* Instructions to follow *
Please repeat the lines below, exactly and only, from the one that holds "phrase -- wooden table surface" through the one that holds "phrase -- fork wooden handle".

* Provided data *
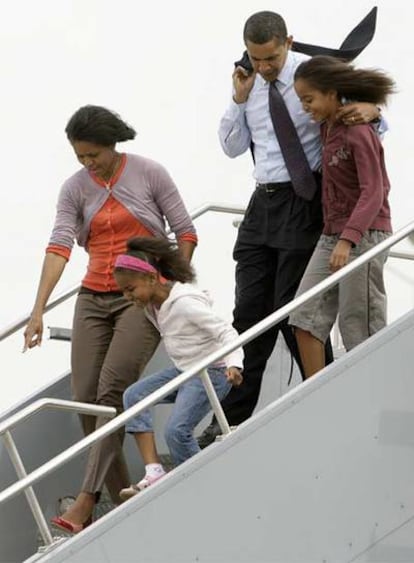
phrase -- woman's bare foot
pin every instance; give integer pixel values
(81, 510)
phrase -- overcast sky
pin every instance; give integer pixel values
(166, 68)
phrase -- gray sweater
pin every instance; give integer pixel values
(144, 187)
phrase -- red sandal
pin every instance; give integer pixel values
(62, 524)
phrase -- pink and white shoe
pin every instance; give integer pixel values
(145, 482)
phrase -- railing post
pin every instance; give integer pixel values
(215, 403)
(29, 492)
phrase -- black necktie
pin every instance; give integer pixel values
(297, 164)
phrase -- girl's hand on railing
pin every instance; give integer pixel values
(234, 376)
(340, 255)
(33, 333)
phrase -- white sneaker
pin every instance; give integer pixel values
(145, 482)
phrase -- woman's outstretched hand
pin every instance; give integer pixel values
(234, 376)
(33, 333)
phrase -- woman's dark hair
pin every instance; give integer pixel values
(98, 125)
(326, 73)
(263, 27)
(163, 255)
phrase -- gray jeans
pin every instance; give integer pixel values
(112, 342)
(360, 300)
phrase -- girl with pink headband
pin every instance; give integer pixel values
(154, 275)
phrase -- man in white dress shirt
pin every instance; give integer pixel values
(280, 229)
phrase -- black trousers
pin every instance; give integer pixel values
(275, 242)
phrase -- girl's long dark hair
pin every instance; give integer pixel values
(326, 73)
(164, 255)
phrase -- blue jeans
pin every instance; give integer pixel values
(191, 404)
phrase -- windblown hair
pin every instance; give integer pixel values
(98, 125)
(263, 27)
(326, 73)
(163, 255)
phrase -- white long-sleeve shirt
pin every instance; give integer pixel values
(191, 330)
(251, 121)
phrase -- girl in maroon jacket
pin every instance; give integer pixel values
(355, 189)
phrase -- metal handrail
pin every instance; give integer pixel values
(60, 404)
(7, 425)
(61, 298)
(168, 388)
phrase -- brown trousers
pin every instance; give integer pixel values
(112, 341)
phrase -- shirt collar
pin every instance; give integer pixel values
(286, 74)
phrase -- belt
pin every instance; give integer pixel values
(272, 187)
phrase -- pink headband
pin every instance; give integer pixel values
(133, 263)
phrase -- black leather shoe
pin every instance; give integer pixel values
(209, 435)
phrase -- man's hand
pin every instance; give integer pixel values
(234, 376)
(340, 255)
(357, 113)
(243, 83)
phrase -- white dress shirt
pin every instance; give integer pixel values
(251, 121)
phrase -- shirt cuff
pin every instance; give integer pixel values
(351, 235)
(60, 250)
(188, 237)
(236, 111)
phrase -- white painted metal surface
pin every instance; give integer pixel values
(324, 475)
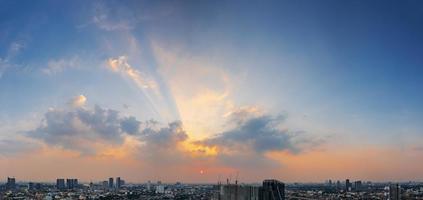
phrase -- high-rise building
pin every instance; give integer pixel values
(71, 183)
(273, 190)
(105, 184)
(347, 185)
(270, 190)
(119, 182)
(31, 186)
(394, 192)
(148, 186)
(238, 192)
(111, 185)
(11, 183)
(357, 185)
(338, 185)
(160, 189)
(60, 183)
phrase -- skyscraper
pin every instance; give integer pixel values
(238, 192)
(270, 190)
(394, 192)
(347, 185)
(118, 182)
(111, 182)
(71, 183)
(11, 183)
(273, 190)
(60, 183)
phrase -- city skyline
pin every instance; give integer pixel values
(201, 91)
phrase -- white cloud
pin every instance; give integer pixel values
(121, 64)
(56, 66)
(78, 101)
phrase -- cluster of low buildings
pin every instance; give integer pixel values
(116, 188)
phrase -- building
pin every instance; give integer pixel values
(11, 183)
(148, 186)
(358, 186)
(394, 192)
(60, 183)
(105, 184)
(347, 185)
(160, 189)
(118, 182)
(71, 183)
(273, 190)
(235, 192)
(270, 190)
(111, 185)
(338, 185)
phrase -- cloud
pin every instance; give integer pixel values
(78, 101)
(252, 135)
(130, 125)
(7, 61)
(12, 147)
(57, 66)
(112, 19)
(121, 65)
(81, 128)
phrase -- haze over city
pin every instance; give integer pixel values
(202, 91)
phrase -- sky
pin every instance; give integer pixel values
(202, 91)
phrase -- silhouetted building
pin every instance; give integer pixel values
(394, 192)
(273, 190)
(270, 190)
(31, 186)
(11, 183)
(338, 185)
(148, 186)
(105, 184)
(60, 183)
(347, 185)
(71, 183)
(111, 185)
(238, 192)
(358, 186)
(119, 182)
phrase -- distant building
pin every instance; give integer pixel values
(105, 184)
(347, 185)
(394, 192)
(270, 190)
(31, 186)
(60, 183)
(71, 183)
(118, 182)
(148, 186)
(273, 190)
(11, 183)
(111, 185)
(235, 192)
(338, 185)
(358, 186)
(160, 189)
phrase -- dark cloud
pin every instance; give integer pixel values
(161, 145)
(252, 136)
(259, 134)
(78, 128)
(11, 147)
(75, 129)
(130, 125)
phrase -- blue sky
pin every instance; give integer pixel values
(341, 72)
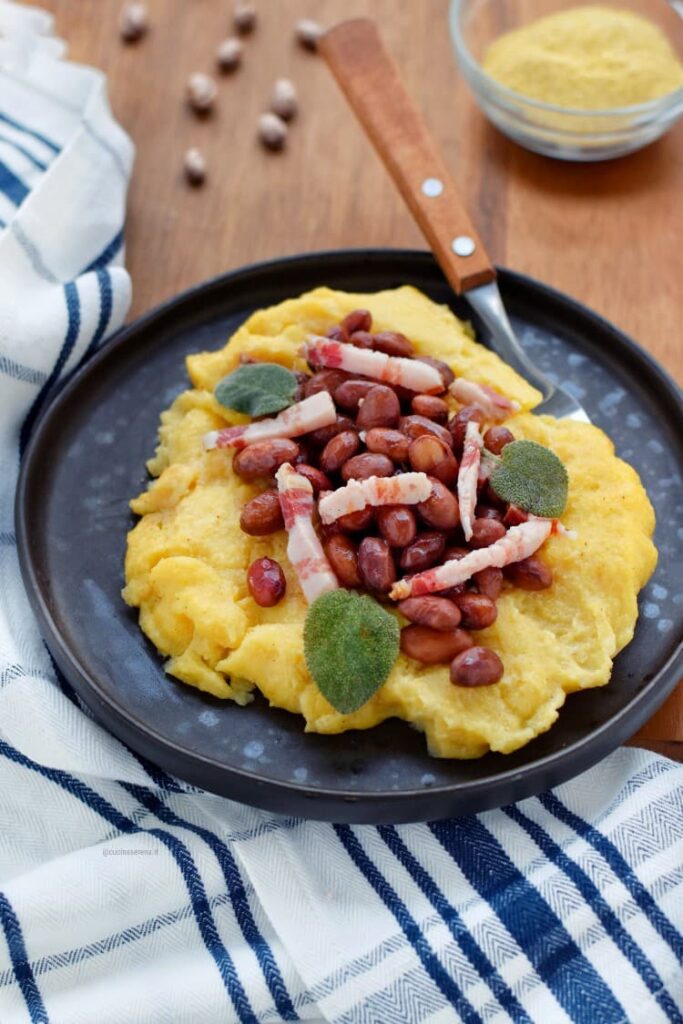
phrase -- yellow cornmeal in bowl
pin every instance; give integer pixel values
(587, 58)
(187, 558)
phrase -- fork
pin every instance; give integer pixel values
(370, 80)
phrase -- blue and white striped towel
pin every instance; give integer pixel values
(127, 896)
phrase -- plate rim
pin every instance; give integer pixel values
(555, 767)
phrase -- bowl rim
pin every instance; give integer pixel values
(658, 105)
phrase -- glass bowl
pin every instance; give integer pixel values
(557, 131)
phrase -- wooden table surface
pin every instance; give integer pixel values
(607, 233)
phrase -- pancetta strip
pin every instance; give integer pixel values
(468, 475)
(407, 488)
(494, 404)
(303, 547)
(518, 543)
(317, 411)
(389, 369)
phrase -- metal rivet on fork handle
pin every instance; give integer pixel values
(463, 245)
(432, 187)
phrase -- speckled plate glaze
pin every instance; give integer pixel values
(86, 459)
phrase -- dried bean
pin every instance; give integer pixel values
(348, 394)
(194, 165)
(489, 582)
(376, 564)
(397, 525)
(478, 611)
(358, 320)
(423, 553)
(432, 646)
(343, 557)
(317, 479)
(529, 573)
(476, 667)
(266, 582)
(356, 521)
(383, 440)
(430, 407)
(380, 408)
(497, 437)
(458, 425)
(430, 455)
(340, 449)
(440, 509)
(485, 532)
(446, 373)
(393, 343)
(262, 514)
(244, 16)
(228, 54)
(436, 612)
(263, 458)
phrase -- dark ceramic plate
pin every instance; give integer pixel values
(86, 460)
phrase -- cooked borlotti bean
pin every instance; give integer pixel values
(262, 515)
(384, 440)
(266, 582)
(343, 557)
(432, 646)
(324, 380)
(392, 343)
(476, 667)
(431, 407)
(339, 450)
(415, 426)
(349, 393)
(431, 456)
(263, 458)
(380, 408)
(363, 466)
(497, 437)
(355, 521)
(358, 320)
(440, 509)
(478, 611)
(486, 531)
(530, 573)
(318, 480)
(426, 551)
(446, 373)
(489, 582)
(376, 564)
(397, 525)
(436, 612)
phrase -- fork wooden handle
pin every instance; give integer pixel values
(372, 84)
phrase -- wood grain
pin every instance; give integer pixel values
(607, 233)
(372, 84)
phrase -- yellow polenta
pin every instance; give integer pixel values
(589, 58)
(186, 557)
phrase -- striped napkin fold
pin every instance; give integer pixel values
(126, 895)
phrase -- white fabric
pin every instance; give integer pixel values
(128, 896)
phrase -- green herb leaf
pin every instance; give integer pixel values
(531, 476)
(257, 388)
(350, 644)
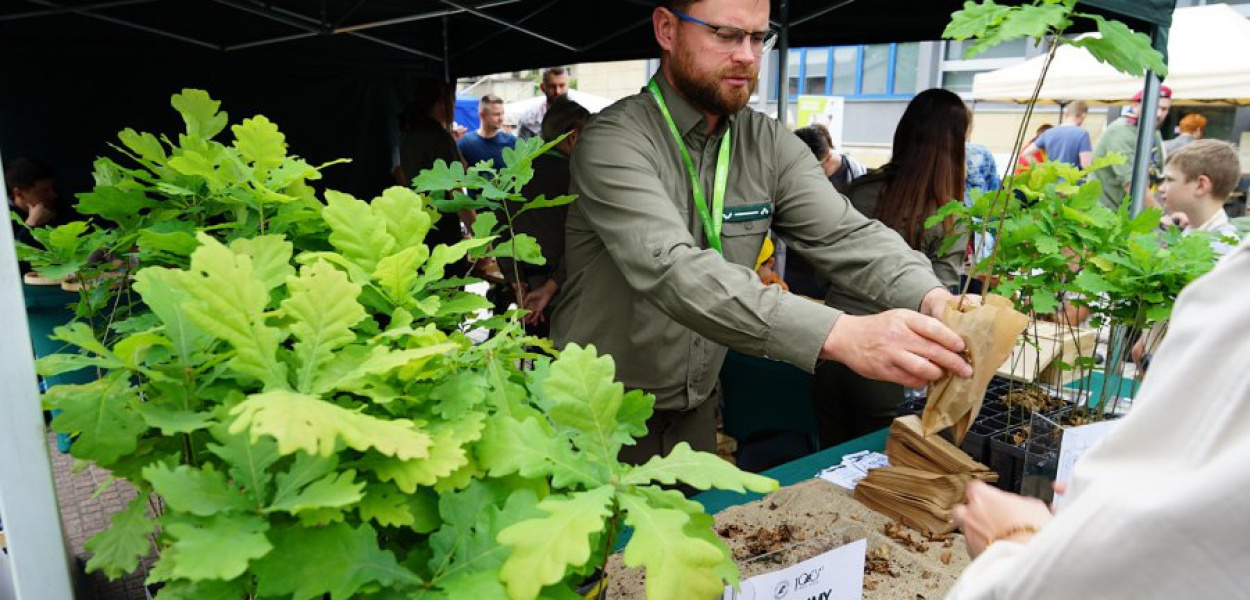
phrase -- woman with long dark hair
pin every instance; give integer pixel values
(925, 173)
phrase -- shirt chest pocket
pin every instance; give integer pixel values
(743, 230)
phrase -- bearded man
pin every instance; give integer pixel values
(678, 186)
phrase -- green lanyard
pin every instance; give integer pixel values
(711, 220)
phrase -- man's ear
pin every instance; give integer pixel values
(665, 25)
(1204, 185)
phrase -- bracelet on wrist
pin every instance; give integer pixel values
(1011, 533)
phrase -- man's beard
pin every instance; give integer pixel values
(705, 93)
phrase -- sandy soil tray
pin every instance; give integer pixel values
(808, 519)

* Result of this task *
phrase -- wooden table surface
pin every instance; give integer pixel values
(607, 233)
phrase -- pancetta strip
pin every instance; give integer pixel values
(468, 475)
(407, 488)
(494, 404)
(303, 547)
(518, 543)
(317, 411)
(389, 369)
phrase -- metal rivet on fork handle
pin every instance; give integer pixel values
(463, 245)
(432, 187)
phrase -- speckled plate glaze
pin every instance; give integer pixel values
(86, 459)
phrase -- dried bean
pin every instance; give integer pixel values
(348, 394)
(194, 165)
(489, 582)
(376, 564)
(397, 525)
(478, 611)
(358, 320)
(423, 553)
(432, 646)
(343, 557)
(317, 479)
(529, 573)
(476, 667)
(266, 582)
(356, 521)
(383, 440)
(430, 407)
(380, 408)
(497, 437)
(458, 425)
(430, 455)
(340, 449)
(440, 509)
(485, 532)
(446, 373)
(393, 343)
(262, 514)
(244, 16)
(228, 54)
(436, 612)
(263, 458)
phrase -- dark ceramic plate
pin every instance; give integer pixel values
(86, 460)
phrase -- cooked borlotti bean
pin every instance; give integer pixel values
(262, 515)
(384, 440)
(266, 582)
(343, 557)
(432, 646)
(324, 380)
(392, 343)
(476, 667)
(431, 407)
(339, 450)
(415, 426)
(349, 393)
(431, 456)
(263, 458)
(380, 408)
(363, 466)
(497, 437)
(355, 521)
(358, 320)
(440, 509)
(478, 611)
(486, 531)
(530, 573)
(318, 480)
(426, 551)
(446, 373)
(489, 582)
(376, 564)
(397, 525)
(436, 612)
phrase -- fork wooden handle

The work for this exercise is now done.